[Information shown]
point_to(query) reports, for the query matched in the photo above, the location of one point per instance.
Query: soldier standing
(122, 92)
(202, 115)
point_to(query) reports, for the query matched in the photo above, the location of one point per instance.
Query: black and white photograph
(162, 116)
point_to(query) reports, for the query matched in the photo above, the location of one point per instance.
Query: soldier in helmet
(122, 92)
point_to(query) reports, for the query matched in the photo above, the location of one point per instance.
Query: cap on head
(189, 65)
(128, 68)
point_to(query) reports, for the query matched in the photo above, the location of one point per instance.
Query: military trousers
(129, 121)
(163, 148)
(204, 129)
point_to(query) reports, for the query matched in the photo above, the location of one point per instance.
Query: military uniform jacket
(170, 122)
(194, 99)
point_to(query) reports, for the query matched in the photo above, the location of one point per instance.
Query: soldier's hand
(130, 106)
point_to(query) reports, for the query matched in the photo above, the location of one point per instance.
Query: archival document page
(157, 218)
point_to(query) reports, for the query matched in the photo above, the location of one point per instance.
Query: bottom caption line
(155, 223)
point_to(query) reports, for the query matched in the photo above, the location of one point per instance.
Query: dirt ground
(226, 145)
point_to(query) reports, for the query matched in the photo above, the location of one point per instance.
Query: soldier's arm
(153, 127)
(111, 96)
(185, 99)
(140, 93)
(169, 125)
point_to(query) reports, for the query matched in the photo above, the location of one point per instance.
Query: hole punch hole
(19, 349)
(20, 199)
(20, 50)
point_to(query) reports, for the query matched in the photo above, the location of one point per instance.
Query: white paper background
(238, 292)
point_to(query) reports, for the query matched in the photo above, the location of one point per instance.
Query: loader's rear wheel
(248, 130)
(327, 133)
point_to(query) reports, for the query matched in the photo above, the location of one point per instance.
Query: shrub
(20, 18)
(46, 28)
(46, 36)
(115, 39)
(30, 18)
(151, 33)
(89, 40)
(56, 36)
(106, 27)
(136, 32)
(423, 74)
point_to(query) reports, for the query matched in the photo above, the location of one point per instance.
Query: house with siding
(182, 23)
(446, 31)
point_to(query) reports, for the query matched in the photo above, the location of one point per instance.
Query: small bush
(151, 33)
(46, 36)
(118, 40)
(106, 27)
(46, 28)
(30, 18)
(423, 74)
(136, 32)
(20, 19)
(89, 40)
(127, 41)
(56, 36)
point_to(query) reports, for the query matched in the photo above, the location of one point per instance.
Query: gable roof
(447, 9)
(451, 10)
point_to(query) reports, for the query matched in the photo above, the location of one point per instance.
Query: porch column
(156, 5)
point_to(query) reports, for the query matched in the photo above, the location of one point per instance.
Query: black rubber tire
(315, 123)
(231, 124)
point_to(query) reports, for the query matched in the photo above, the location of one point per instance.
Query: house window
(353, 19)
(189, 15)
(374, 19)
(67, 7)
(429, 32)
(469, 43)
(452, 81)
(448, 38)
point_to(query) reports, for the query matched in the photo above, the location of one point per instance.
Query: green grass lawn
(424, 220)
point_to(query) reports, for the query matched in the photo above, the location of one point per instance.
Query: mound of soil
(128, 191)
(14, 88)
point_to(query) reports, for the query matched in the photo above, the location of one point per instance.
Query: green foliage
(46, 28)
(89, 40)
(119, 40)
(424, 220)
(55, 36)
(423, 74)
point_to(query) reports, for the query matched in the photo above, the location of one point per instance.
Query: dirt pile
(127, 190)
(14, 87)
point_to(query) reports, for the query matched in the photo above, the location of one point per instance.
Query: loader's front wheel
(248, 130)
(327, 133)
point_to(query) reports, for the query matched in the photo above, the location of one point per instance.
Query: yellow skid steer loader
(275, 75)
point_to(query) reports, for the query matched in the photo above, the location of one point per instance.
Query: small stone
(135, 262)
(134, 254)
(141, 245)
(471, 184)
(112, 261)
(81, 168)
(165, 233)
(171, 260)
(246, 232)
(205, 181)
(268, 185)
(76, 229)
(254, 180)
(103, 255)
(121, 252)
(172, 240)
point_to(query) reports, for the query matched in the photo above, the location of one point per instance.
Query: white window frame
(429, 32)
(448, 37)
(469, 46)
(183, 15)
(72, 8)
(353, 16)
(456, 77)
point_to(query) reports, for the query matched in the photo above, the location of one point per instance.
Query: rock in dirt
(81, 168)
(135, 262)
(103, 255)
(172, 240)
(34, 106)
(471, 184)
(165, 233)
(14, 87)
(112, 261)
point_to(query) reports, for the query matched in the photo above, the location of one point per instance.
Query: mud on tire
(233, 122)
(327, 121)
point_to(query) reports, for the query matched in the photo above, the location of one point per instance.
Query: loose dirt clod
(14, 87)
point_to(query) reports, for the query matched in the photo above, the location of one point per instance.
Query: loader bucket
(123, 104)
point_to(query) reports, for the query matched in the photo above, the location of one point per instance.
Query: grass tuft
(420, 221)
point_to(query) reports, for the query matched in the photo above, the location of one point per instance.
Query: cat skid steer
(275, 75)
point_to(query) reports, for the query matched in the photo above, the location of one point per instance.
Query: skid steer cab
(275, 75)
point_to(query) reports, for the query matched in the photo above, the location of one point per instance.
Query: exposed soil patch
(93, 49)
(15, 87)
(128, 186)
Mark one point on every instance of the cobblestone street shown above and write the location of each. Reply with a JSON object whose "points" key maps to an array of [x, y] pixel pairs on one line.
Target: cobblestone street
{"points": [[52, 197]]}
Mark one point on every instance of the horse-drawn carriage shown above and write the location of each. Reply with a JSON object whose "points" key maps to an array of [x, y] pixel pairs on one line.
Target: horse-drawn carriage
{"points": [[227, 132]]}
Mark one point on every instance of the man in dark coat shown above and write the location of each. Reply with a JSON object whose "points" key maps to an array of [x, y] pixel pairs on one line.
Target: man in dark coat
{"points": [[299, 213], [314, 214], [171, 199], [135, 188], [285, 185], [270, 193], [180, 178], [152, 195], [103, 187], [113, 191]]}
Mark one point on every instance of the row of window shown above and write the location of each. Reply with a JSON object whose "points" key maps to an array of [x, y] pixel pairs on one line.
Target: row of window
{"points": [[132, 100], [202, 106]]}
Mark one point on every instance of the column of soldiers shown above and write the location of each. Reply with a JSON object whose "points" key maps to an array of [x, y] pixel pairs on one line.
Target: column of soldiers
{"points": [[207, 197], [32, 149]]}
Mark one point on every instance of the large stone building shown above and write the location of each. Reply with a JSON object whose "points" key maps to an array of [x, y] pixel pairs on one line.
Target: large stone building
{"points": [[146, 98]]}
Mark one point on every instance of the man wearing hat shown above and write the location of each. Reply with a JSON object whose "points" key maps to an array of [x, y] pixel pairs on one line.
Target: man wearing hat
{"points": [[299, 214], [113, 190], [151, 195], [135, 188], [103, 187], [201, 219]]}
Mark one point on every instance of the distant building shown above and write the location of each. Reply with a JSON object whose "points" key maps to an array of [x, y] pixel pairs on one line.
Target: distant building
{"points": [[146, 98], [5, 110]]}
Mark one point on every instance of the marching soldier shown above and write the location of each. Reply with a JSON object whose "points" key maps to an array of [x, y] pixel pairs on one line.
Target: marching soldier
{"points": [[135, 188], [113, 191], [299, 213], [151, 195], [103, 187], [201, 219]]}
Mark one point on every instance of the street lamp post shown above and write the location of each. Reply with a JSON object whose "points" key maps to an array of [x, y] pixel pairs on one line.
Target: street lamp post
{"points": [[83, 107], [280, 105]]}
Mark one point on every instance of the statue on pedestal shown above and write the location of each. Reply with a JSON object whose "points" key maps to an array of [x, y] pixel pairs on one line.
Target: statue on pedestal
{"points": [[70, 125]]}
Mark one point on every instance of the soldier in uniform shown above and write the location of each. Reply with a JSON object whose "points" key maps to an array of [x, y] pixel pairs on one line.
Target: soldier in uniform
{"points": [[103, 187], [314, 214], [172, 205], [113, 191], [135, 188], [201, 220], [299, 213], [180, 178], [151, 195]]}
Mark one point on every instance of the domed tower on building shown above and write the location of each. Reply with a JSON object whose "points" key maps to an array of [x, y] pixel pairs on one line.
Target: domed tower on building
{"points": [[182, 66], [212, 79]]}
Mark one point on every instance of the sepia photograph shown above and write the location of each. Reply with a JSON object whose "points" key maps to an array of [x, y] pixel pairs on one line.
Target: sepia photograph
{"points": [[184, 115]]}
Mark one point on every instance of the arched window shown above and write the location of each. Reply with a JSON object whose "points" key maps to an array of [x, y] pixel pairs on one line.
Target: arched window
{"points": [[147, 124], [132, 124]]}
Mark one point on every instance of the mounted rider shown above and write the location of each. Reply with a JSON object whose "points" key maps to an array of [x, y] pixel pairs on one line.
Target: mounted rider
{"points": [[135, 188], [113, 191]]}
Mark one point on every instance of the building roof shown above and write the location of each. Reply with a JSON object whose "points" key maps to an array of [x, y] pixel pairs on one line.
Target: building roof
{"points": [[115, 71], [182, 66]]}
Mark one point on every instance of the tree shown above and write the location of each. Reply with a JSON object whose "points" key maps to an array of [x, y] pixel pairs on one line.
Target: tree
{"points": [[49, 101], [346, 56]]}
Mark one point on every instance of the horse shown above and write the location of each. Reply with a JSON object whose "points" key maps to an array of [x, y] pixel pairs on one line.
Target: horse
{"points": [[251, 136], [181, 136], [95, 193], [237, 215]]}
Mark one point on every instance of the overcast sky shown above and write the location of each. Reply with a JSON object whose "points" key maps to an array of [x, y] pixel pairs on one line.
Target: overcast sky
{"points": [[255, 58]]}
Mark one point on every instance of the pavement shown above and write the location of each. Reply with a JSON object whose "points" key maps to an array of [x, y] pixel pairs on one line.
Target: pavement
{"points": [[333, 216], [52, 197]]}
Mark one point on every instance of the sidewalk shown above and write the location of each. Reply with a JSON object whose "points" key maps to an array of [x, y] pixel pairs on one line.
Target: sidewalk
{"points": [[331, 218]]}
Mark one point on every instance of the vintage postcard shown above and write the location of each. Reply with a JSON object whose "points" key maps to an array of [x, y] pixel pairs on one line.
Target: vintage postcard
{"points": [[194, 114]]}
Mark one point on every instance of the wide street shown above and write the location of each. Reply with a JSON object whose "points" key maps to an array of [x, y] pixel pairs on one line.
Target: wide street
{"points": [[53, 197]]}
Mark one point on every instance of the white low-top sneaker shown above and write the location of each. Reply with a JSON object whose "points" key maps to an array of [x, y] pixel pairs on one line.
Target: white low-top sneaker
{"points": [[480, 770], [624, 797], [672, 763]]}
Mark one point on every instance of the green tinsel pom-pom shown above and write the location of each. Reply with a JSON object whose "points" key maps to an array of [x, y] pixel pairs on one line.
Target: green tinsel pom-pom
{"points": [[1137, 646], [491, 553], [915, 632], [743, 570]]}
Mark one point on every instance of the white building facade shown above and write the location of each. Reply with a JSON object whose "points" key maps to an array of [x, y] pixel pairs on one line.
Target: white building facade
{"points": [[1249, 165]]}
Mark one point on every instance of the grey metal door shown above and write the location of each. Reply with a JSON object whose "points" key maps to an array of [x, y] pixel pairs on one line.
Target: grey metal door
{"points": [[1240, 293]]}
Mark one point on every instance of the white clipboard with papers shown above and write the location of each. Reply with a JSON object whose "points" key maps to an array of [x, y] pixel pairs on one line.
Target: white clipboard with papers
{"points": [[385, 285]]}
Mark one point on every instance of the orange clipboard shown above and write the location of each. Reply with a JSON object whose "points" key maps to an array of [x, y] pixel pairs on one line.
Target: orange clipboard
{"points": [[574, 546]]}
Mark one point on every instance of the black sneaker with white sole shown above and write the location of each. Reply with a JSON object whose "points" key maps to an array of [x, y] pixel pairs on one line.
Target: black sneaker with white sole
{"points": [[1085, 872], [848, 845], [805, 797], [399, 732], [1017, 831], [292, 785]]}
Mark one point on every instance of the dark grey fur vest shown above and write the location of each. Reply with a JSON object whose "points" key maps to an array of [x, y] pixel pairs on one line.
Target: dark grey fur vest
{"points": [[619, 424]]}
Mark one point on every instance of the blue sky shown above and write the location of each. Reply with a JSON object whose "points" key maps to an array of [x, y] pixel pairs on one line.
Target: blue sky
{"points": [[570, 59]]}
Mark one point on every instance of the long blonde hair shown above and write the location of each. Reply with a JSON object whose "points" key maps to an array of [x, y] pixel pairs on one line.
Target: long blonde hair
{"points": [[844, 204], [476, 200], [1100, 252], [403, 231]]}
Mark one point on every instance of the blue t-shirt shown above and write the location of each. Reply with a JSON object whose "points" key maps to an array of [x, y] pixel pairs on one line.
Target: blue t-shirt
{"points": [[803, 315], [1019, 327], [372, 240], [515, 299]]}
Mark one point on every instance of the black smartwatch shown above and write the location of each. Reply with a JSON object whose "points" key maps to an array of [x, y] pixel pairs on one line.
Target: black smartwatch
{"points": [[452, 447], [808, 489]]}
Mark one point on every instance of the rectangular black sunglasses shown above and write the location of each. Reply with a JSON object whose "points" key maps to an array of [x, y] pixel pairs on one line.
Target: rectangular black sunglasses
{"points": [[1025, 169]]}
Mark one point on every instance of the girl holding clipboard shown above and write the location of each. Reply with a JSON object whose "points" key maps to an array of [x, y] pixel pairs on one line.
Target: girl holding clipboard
[/Information shown]
### Task to carry out:
What is needed is a copy of every line above in which "holding" appears.

### Task answer:
Mark one point on every instance of the girl holding clipboard shown above and write the location of each. Reply with a JSON object whose "points" key maps to an array of [x, y] pixel pairs on one line.
Target: girl holding clipboard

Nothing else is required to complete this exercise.